* start RECORDS FOR THE EXERCISE *
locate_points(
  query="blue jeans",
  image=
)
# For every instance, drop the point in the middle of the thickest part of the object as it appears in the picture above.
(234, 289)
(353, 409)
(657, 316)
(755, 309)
* end RECORDS FOR THE EXERCISE *
**DO THIS**
Format each line of the entries above as a Markdown table with two columns, Row and Entry line, leaving out any blank lines.

**RESPONSE FOR THIS EXERCISE**
| Row | Entry line |
|---|---|
| 1 | locate_points( |
| 2 |   query="blue jeans", |
| 3 |   image= |
| 4 | ) |
| 5 | # For every instance, drop the point in the middle of the thickest part of the object as it appears in the picture above. |
| 6 | (234, 289) |
| 7 | (353, 409) |
| 8 | (657, 316) |
| 9 | (755, 309) |